* Passage provided *
• • •
UH Alum Starts Company focused on Gut-Related Diseases

Picture of Rashim Singh

Houston startup company Sanarentero, supported by research grants from the National Institutes of Health, is focused on “developing therapies for gut-related diseases and disorders,” according to Rashim Singh, Ph.D., co-founder of Sanarentero and the University of Houston Alumnus. Singh co-founded the company with Ming Hu, Ph.D., a professor of pharmaceutics and the Diane S.L. Chow professor of Drug Development and Discovery in the College of Pharmacy at UH.

Sanarentero comes from two Latin words: Sanare in Latin means Healing or to Heal. Entero in Latin means intestine. 

 “Therefore, we named it Sanarentero, which means Healing Gut,” said Singh.

Sanarentero will focus on healing, not just treating gut diseases, because it will seek to prevent the diseases using drugs, probiotics, herbs and natural products.

Currently, the company's first product is for the prevention of irinotecan-induced diarrhea in cancer patients, which the company will seek approval from Food and Drug Administration as a botanical.

“Annually up to 80% of 4.5 million United States citizens undergoing chemotherapy for cancer treatment experience poor quality of life due to chemotherapy-induce diarrhea. Certain cancer drugs, such as irinotecan and TKIs, have a higher potential of causing intestinal injury. 10-15% of cancer patients on Irinotecan can have life-threatening severe delayed-onset diarrhea, which may require hospitalization, dose interruption or reduction and higher healthcare cost. All current treatments are opioid-based drugs, mainly causing symptomatic reliefs, and often lead to cycles of diarrhea and constipation throughout the cancer therapy,” Singh said.
• • •
* Data supplied *
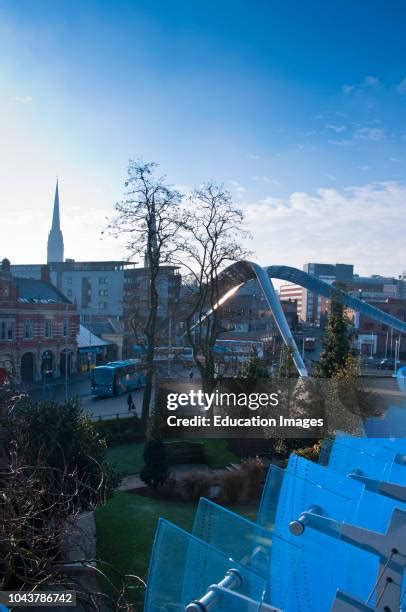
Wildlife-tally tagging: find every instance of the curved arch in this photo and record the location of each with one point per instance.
(27, 367)
(240, 272)
(293, 275)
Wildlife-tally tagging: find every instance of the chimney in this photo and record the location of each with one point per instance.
(45, 275)
(5, 267)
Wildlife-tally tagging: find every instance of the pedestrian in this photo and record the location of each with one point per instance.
(130, 402)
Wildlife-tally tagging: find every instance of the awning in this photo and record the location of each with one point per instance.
(86, 340)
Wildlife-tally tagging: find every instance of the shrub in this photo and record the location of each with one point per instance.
(310, 452)
(232, 487)
(195, 485)
(253, 470)
(155, 471)
(120, 431)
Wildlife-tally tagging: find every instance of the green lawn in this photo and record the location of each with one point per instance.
(217, 452)
(126, 458)
(126, 527)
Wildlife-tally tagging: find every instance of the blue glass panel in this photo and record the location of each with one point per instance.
(244, 541)
(182, 568)
(230, 601)
(325, 563)
(376, 461)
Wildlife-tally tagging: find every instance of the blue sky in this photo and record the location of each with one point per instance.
(299, 108)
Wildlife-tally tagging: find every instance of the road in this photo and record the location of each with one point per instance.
(96, 407)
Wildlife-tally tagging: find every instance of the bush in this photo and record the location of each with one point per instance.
(155, 471)
(185, 451)
(254, 472)
(189, 487)
(120, 431)
(310, 452)
(195, 485)
(232, 487)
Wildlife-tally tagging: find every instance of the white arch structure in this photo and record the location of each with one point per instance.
(239, 273)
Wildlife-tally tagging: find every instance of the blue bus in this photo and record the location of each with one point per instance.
(118, 377)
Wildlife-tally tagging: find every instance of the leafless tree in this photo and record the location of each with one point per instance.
(39, 507)
(148, 215)
(213, 231)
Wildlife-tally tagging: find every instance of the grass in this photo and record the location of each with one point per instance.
(126, 527)
(218, 453)
(126, 458)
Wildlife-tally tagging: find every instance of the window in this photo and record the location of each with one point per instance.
(28, 329)
(48, 328)
(66, 327)
(6, 330)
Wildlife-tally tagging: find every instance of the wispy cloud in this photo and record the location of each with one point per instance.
(401, 87)
(336, 128)
(284, 229)
(368, 133)
(22, 99)
(345, 142)
(237, 187)
(370, 82)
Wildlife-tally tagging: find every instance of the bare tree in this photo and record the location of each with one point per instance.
(42, 494)
(213, 230)
(148, 215)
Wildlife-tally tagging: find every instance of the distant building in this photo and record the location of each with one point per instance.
(55, 238)
(373, 338)
(111, 296)
(311, 307)
(38, 327)
(247, 311)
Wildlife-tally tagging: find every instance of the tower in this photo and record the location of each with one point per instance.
(55, 238)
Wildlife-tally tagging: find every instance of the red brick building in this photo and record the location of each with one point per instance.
(377, 339)
(38, 328)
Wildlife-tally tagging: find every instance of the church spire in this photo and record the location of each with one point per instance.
(56, 223)
(55, 238)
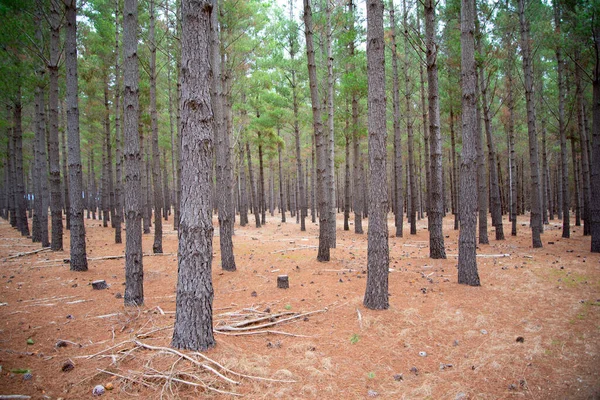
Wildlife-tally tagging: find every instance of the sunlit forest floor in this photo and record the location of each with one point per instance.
(532, 330)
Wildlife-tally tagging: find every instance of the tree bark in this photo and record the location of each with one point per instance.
(331, 192)
(78, 246)
(134, 267)
(53, 154)
(566, 197)
(118, 217)
(411, 215)
(436, 199)
(320, 144)
(193, 319)
(376, 293)
(494, 190)
(595, 164)
(156, 178)
(536, 222)
(467, 260)
(223, 165)
(397, 187)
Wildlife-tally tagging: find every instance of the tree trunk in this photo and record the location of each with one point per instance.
(467, 259)
(193, 320)
(583, 140)
(261, 186)
(281, 196)
(595, 164)
(531, 128)
(243, 189)
(53, 153)
(253, 187)
(78, 245)
(20, 199)
(411, 215)
(347, 176)
(436, 199)
(494, 190)
(223, 156)
(426, 133)
(455, 178)
(376, 293)
(293, 43)
(482, 192)
(544, 175)
(397, 187)
(134, 268)
(320, 144)
(331, 192)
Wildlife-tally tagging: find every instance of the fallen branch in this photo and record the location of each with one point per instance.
(248, 328)
(294, 249)
(202, 385)
(27, 253)
(124, 377)
(208, 359)
(190, 359)
(123, 256)
(259, 333)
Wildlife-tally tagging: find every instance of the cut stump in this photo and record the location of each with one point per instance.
(283, 282)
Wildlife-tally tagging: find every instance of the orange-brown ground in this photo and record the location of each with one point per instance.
(550, 297)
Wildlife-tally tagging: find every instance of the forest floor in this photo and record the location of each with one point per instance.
(532, 330)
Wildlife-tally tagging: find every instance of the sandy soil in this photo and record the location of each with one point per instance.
(438, 340)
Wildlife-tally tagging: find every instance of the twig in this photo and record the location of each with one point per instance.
(233, 328)
(190, 359)
(105, 350)
(259, 333)
(252, 321)
(170, 378)
(294, 249)
(27, 253)
(123, 377)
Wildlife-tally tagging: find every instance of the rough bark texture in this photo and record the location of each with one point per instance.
(455, 178)
(134, 268)
(118, 217)
(320, 144)
(583, 140)
(398, 170)
(253, 192)
(482, 191)
(358, 193)
(376, 293)
(566, 197)
(223, 165)
(331, 190)
(20, 200)
(536, 222)
(53, 154)
(436, 199)
(41, 168)
(595, 170)
(193, 320)
(78, 249)
(411, 212)
(65, 170)
(156, 178)
(293, 43)
(494, 189)
(467, 260)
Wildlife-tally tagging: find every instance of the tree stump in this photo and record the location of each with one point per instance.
(99, 284)
(283, 282)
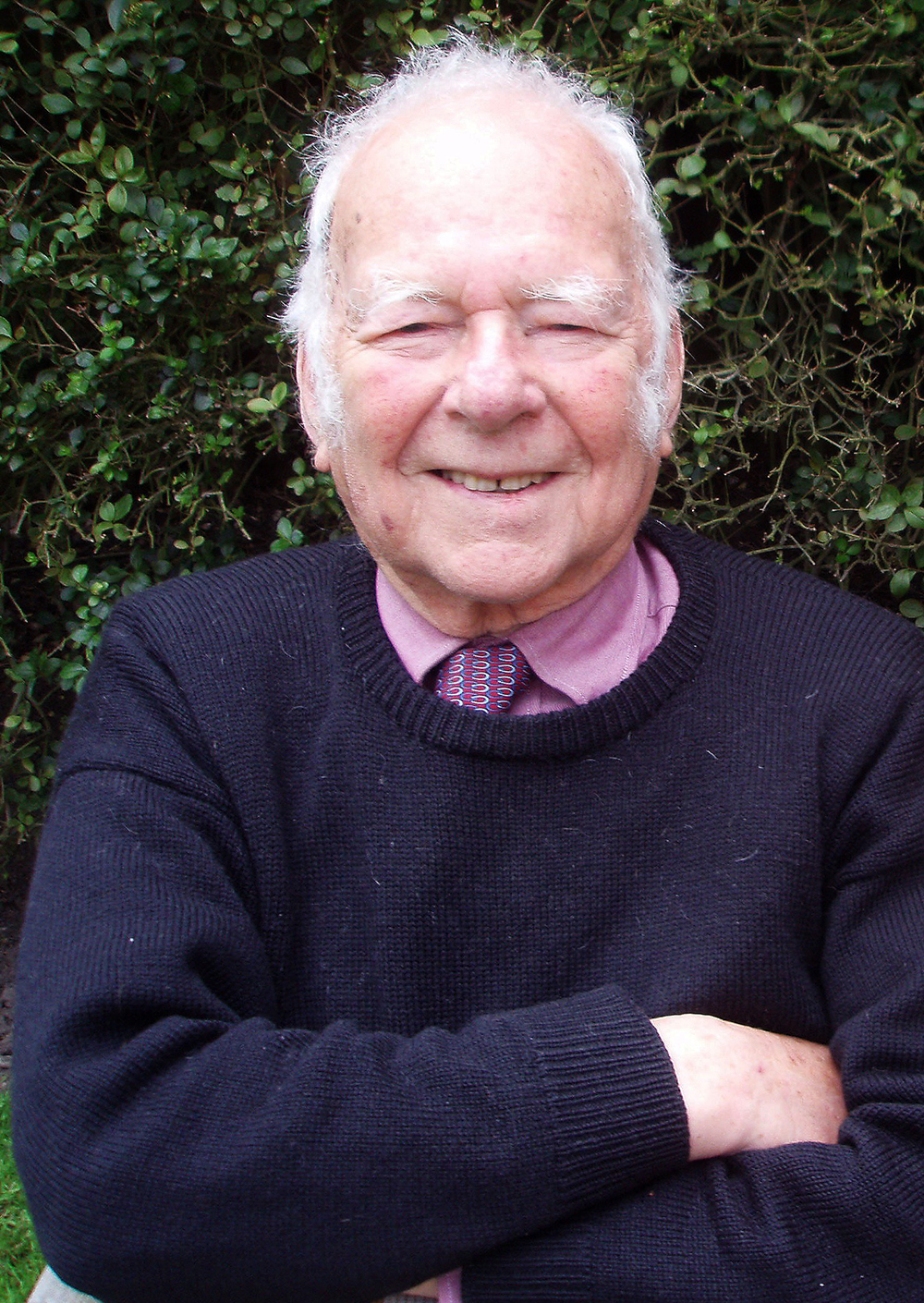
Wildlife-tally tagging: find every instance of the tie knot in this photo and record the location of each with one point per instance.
(483, 677)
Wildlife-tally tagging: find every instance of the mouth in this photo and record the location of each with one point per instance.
(479, 483)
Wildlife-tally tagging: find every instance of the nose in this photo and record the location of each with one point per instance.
(492, 384)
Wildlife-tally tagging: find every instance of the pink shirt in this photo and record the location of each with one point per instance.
(577, 654)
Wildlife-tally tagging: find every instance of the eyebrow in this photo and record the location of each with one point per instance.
(384, 291)
(583, 291)
(587, 292)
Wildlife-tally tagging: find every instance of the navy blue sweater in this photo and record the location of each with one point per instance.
(329, 987)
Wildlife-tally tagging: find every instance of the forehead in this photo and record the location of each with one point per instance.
(495, 177)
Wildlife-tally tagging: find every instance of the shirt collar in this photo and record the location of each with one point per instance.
(581, 651)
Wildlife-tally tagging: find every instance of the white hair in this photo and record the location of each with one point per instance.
(462, 67)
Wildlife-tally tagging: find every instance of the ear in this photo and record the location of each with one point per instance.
(673, 386)
(308, 407)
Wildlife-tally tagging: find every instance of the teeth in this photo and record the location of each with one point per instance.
(510, 483)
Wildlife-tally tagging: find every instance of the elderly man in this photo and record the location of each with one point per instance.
(476, 906)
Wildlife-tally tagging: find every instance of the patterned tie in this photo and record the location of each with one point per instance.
(483, 677)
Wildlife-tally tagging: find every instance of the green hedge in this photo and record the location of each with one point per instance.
(154, 199)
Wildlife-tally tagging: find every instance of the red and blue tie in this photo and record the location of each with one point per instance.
(483, 677)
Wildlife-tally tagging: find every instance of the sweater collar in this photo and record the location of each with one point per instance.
(375, 664)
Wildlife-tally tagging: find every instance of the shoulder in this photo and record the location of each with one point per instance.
(258, 593)
(790, 623)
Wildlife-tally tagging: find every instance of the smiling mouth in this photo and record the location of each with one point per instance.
(477, 483)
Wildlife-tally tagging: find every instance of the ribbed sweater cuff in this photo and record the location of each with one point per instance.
(616, 1113)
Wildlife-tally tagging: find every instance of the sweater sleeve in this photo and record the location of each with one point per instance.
(799, 1221)
(177, 1141)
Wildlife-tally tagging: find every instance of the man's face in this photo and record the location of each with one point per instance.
(491, 337)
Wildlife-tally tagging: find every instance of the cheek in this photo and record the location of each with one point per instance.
(383, 404)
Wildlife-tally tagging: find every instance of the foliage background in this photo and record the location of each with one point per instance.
(152, 201)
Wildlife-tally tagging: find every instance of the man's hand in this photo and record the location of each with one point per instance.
(751, 1090)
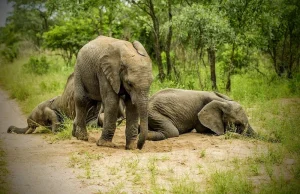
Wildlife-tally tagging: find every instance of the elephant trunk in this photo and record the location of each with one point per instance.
(143, 114)
(13, 129)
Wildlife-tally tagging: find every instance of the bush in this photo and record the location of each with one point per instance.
(37, 66)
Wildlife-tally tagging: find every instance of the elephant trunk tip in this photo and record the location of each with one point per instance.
(10, 129)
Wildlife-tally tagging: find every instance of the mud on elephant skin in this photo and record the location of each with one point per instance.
(121, 113)
(106, 69)
(50, 113)
(175, 111)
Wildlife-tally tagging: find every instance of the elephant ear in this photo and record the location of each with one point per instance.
(211, 116)
(139, 48)
(110, 65)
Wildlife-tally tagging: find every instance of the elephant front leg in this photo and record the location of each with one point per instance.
(131, 131)
(79, 126)
(110, 119)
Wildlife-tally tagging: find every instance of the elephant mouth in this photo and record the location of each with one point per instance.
(234, 127)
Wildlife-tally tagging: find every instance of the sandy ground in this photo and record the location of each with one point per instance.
(38, 165)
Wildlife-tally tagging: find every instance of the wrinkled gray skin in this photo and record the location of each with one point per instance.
(106, 69)
(121, 113)
(50, 113)
(174, 111)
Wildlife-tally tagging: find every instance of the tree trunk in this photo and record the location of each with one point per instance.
(212, 62)
(230, 69)
(169, 40)
(157, 41)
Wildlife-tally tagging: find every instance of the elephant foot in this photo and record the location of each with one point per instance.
(81, 136)
(105, 143)
(131, 145)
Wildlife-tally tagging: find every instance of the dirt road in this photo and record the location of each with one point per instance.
(35, 166)
(73, 166)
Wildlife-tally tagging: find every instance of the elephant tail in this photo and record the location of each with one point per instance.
(13, 129)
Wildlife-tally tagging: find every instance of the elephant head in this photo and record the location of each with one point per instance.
(128, 69)
(41, 115)
(220, 115)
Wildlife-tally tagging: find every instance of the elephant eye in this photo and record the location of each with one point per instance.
(129, 84)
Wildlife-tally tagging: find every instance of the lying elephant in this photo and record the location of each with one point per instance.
(50, 113)
(176, 111)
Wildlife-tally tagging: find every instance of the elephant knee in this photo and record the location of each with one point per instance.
(170, 134)
(155, 136)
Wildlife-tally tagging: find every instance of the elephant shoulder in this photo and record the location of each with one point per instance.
(223, 96)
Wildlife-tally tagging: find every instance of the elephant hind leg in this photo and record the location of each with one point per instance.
(79, 125)
(161, 129)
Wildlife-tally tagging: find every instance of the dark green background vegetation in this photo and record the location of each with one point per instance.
(248, 49)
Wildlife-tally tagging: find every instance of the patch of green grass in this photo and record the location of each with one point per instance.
(202, 154)
(3, 171)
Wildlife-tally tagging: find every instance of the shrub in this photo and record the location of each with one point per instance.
(37, 66)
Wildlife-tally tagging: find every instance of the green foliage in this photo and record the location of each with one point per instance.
(3, 171)
(69, 37)
(9, 40)
(38, 66)
(185, 186)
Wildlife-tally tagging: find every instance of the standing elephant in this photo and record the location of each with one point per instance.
(106, 69)
(50, 113)
(175, 111)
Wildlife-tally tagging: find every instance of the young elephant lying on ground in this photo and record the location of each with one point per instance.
(50, 113)
(176, 111)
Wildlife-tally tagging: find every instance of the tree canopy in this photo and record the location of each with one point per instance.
(180, 36)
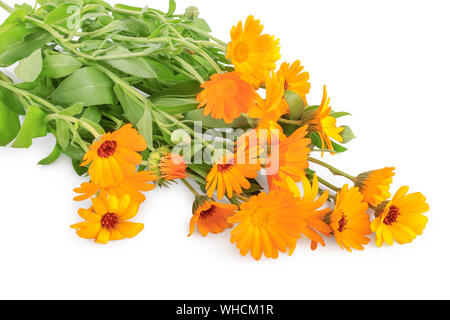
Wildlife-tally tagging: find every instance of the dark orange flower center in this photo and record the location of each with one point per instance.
(342, 223)
(391, 216)
(241, 51)
(208, 213)
(109, 221)
(224, 167)
(228, 88)
(107, 149)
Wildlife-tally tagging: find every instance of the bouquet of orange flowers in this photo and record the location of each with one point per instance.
(140, 98)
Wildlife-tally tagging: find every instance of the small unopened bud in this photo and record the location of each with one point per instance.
(191, 13)
(181, 138)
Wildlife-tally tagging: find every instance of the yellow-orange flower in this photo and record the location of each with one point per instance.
(400, 219)
(107, 219)
(212, 217)
(114, 156)
(294, 79)
(172, 166)
(226, 96)
(349, 219)
(252, 53)
(292, 156)
(309, 208)
(267, 223)
(321, 122)
(270, 109)
(374, 185)
(230, 175)
(132, 185)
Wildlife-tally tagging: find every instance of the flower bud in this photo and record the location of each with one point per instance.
(191, 13)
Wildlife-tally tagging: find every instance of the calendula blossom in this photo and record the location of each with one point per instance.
(374, 185)
(252, 53)
(267, 223)
(295, 79)
(292, 156)
(226, 96)
(349, 219)
(400, 219)
(230, 175)
(108, 219)
(321, 122)
(211, 216)
(133, 185)
(114, 155)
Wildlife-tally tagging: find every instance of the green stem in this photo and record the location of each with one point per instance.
(190, 68)
(332, 169)
(6, 7)
(328, 184)
(86, 125)
(29, 95)
(190, 187)
(206, 34)
(195, 134)
(293, 122)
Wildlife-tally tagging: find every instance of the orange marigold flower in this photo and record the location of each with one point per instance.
(320, 121)
(226, 96)
(267, 223)
(172, 166)
(252, 53)
(294, 79)
(400, 219)
(374, 185)
(107, 219)
(309, 208)
(349, 219)
(114, 156)
(270, 109)
(133, 185)
(210, 216)
(292, 156)
(230, 175)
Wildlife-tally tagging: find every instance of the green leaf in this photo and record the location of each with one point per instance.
(60, 65)
(92, 114)
(9, 124)
(172, 8)
(81, 171)
(27, 46)
(87, 85)
(184, 89)
(208, 122)
(12, 30)
(338, 148)
(62, 133)
(73, 110)
(145, 126)
(134, 66)
(11, 101)
(296, 104)
(34, 126)
(52, 157)
(74, 152)
(29, 68)
(347, 134)
(61, 14)
(202, 25)
(130, 104)
(315, 139)
(176, 105)
(337, 115)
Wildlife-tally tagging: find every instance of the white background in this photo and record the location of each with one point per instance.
(386, 62)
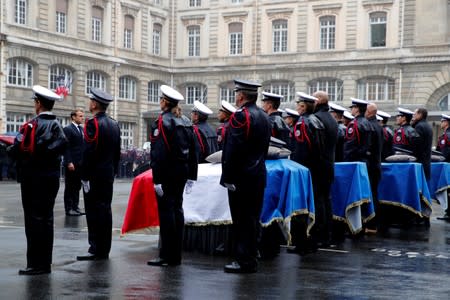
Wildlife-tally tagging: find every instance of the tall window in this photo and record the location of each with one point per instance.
(196, 92)
(235, 31)
(333, 87)
(20, 72)
(21, 12)
(194, 40)
(376, 89)
(128, 32)
(153, 91)
(127, 88)
(95, 80)
(279, 36)
(377, 29)
(14, 121)
(195, 3)
(61, 16)
(156, 39)
(227, 93)
(126, 134)
(281, 88)
(327, 32)
(444, 103)
(60, 76)
(96, 24)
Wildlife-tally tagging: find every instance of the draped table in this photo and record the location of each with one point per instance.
(351, 195)
(404, 185)
(439, 182)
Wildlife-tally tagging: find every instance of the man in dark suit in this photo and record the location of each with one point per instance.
(37, 150)
(244, 174)
(72, 163)
(100, 164)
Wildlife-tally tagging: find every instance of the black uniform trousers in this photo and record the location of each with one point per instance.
(38, 200)
(171, 220)
(72, 181)
(245, 207)
(97, 205)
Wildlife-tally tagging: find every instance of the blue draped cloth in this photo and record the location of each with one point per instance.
(351, 194)
(405, 185)
(288, 192)
(440, 178)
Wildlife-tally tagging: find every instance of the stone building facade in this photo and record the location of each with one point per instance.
(393, 52)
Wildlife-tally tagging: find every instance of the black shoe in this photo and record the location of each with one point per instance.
(235, 267)
(73, 213)
(92, 257)
(158, 262)
(34, 271)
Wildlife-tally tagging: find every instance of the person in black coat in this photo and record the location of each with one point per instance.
(72, 163)
(100, 165)
(174, 167)
(223, 115)
(270, 104)
(244, 174)
(205, 136)
(388, 135)
(37, 150)
(424, 139)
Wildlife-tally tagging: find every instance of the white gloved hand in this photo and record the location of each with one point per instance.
(189, 185)
(158, 190)
(230, 187)
(86, 186)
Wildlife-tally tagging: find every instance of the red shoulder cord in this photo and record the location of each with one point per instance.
(27, 144)
(403, 140)
(199, 138)
(303, 134)
(241, 124)
(163, 133)
(86, 136)
(356, 131)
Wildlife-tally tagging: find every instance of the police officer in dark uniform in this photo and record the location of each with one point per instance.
(174, 166)
(100, 164)
(270, 104)
(424, 139)
(223, 115)
(388, 135)
(38, 149)
(244, 173)
(205, 136)
(444, 147)
(290, 117)
(358, 135)
(405, 137)
(337, 112)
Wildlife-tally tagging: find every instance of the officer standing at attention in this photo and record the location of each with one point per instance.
(244, 173)
(223, 115)
(205, 136)
(358, 137)
(174, 167)
(444, 147)
(270, 104)
(424, 139)
(405, 137)
(100, 164)
(72, 163)
(38, 149)
(388, 135)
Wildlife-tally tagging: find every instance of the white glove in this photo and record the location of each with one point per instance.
(230, 187)
(189, 185)
(158, 190)
(86, 186)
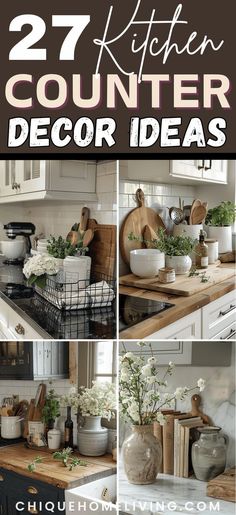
• • •
* Things to do *
**A.** Revise the Sanarentero article from "Sanarentero comes from" to "as a botanical.", swapping "probiotics" for "supplements".
**B.** Write the next part of the article on Sanarentero, picking up after its final sentence.

* Answers for this exercise *
**A.**
Sanarentero comes from two Latin words: Sanare in Latin means Healing or to Heal. Entero in Latin means intestine. 

 “Therefore, we named it Sanarentero, which means Healing Gut,” said Singh.

Sanarentero will focus on healing, not just treating gut diseases, because it will seek to prevent the diseases using drugs, supplements, herbs and natural products.

Currently, the company's first product is for the prevention of irinotecan-induced diarrhea in cancer patients, which the company will seek approval from Food and Drug Administration as a botanical.

**B.**
Singh said that non-opioid based therapy is key to addressing the problems associated with the current chemotherapy-induced diarrhea management therapies.

They are confident an FDA botanical would “reduce the occurrence and severity of diarrhea and improve the patient's quality of life and health outcomes. [It would also] also prevent the gut damage associated with multiple cycles of chemotherapy.”

Their goal right now is to prevent the occurrence and reduce the severity of diarrhea in cancer patients.

“We may later extend this technology to other areas. We aim to get IND (Investigational New Drug) and start clinical studies in 2022-2023, Singh said.

Recently Sanarentero received its first SBIR grant of $325,000, funded by the National Center for Complementary and Integrative Health. The funding will be used to help develop their first botanical.

“We will soon be receiving a new STTR grant of $400,000 from National Cancer Institute for the development of bioengineered bacteria to detoxify chemo drugs in the intestine,” Singh said.

The company is currently conducting preclinical studies in order to file IND for testing the safety of their proprietary botanical in adult cancer patients.